_Region annotation entries_.
§ §

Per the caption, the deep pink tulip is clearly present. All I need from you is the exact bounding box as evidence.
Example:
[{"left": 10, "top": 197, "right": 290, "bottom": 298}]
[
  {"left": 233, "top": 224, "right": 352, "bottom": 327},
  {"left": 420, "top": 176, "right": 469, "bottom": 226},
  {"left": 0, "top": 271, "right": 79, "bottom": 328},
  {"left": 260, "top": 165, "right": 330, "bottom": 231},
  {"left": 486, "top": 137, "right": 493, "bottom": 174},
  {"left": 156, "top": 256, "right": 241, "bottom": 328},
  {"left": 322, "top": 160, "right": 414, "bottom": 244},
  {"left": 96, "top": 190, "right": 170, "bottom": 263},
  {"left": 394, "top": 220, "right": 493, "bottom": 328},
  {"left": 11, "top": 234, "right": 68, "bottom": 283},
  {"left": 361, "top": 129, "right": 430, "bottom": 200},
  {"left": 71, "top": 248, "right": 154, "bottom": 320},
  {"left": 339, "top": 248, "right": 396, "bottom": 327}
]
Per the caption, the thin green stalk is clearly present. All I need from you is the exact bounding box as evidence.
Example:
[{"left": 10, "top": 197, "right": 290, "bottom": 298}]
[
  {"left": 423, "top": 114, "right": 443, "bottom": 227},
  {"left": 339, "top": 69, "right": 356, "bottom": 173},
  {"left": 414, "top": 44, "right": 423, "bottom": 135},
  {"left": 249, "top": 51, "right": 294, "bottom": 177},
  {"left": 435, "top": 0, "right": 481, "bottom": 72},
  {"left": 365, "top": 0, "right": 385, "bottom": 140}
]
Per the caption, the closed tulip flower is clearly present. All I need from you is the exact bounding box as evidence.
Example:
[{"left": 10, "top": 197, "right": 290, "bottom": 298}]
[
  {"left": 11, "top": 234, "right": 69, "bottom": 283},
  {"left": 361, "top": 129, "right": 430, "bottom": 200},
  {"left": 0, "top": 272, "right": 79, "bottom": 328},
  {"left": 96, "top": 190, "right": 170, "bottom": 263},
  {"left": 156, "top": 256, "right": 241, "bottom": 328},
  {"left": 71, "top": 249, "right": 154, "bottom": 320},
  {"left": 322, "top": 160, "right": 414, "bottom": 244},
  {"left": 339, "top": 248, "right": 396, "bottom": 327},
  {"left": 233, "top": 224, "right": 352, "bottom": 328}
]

§ §

_What to work on_. Rewrite the listing from the line that contains "Per the caption, the thin" through the end of the listing, changing "evidence" to "proof" and keeping everything else the same. Return only those lines.

_The answer_.
Per the caption, the thin green stalk is clearly present. All I need from you is the exact bounding box as proof.
Example:
[{"left": 10, "top": 197, "right": 290, "bottom": 298}]
[
  {"left": 423, "top": 114, "right": 443, "bottom": 227},
  {"left": 339, "top": 69, "right": 356, "bottom": 173},
  {"left": 414, "top": 44, "right": 423, "bottom": 135},
  {"left": 249, "top": 51, "right": 294, "bottom": 177},
  {"left": 435, "top": 0, "right": 481, "bottom": 72},
  {"left": 365, "top": 0, "right": 385, "bottom": 140}
]
Per the caption, the closed tulip flower is clearly present. All I need from you is the exact bounding box as proof.
Example:
[{"left": 10, "top": 197, "right": 290, "bottom": 298}]
[
  {"left": 11, "top": 234, "right": 69, "bottom": 283},
  {"left": 361, "top": 129, "right": 430, "bottom": 200},
  {"left": 0, "top": 272, "right": 79, "bottom": 328},
  {"left": 96, "top": 190, "right": 170, "bottom": 263},
  {"left": 156, "top": 256, "right": 241, "bottom": 328},
  {"left": 71, "top": 249, "right": 154, "bottom": 320},
  {"left": 322, "top": 160, "right": 414, "bottom": 244},
  {"left": 339, "top": 248, "right": 396, "bottom": 327},
  {"left": 233, "top": 224, "right": 352, "bottom": 328}
]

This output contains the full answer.